__Passage shown__.
___

Parents may also consider a corporate sponsorship at this event to promote your company. Click here for more detailed information or contact us at foundation@redlands.nsw.edu.au.
Science at Redlands has a Long Tradition of Innovation
We have asked our Archivist, Marguerite Gillezeau, to share some headlines about our Science program since its inception.
Science has been taught since the School’s first year in 1884 with the first matriculating student Sophia Liggins in 1887 including Physics among her subjects. Intrepid excursions around the state in the first decades of the 20th century involved Redlands girls abseiling into quarries, specimen hammers wedged into their belts, or dropping underground in cages into mining pits, all as part of the School’s experiential scientific education. The School’s first Science Room was built in 1908 to store, examine and dissect the botanical and geological specimens from these field trips.
Although for the most part, Science subjects taught pre-World War II were mostly Geology, Botany and an early form of Biology, the students were taught by experts, such as botanist Constance Le Plastrier and geologist Mabel Roseby, and went on to make their mark in a variety of scientific professions. Dr Thistle Stead (Harris, Class of 1920) became a leading botantist, environmental scientist and activist, Dr Anne Atkinson (Raymond, Class of 1942), a geologist and vulcanist (expert in volcanoes) and Myril Evans (1930), Redlands’ first graduate in Agricultural Science, became a food chemist and bacteriologist. A significant number of Redlanders entered health professions and became not only doctors, but renowned health advocates such as Dr Vida Sams (Class of 1915). Marie Cotton (Patison, Class of 1936) was the first woman to win the University Medal in Dentistry at the University of Sydney.

___

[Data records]
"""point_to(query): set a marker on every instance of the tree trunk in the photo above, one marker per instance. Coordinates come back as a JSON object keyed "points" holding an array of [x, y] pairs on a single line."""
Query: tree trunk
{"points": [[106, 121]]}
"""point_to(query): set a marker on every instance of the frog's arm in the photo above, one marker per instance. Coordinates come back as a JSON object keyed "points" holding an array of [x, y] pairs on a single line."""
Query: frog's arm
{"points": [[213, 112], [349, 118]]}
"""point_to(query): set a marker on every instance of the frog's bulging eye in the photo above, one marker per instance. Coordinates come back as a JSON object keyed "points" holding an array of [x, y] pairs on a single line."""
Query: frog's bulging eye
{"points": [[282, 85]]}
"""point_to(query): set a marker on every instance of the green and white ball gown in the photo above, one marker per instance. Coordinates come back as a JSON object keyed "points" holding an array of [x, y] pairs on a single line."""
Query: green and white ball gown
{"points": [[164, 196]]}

___

__What to do__.
Can you update the Redlands science passage between "Parents may also" and "us at foundation@redlands.nsw.edu.au.", inclusive, giving that part again with "corporate sponsorship" changed to "business sponsorship"?

__Exercise answer__.
Parents may also consider a business sponsorship at this event to promote your company. Click here for more detailed information or contact us at foundation@redlands.nsw.edu.au.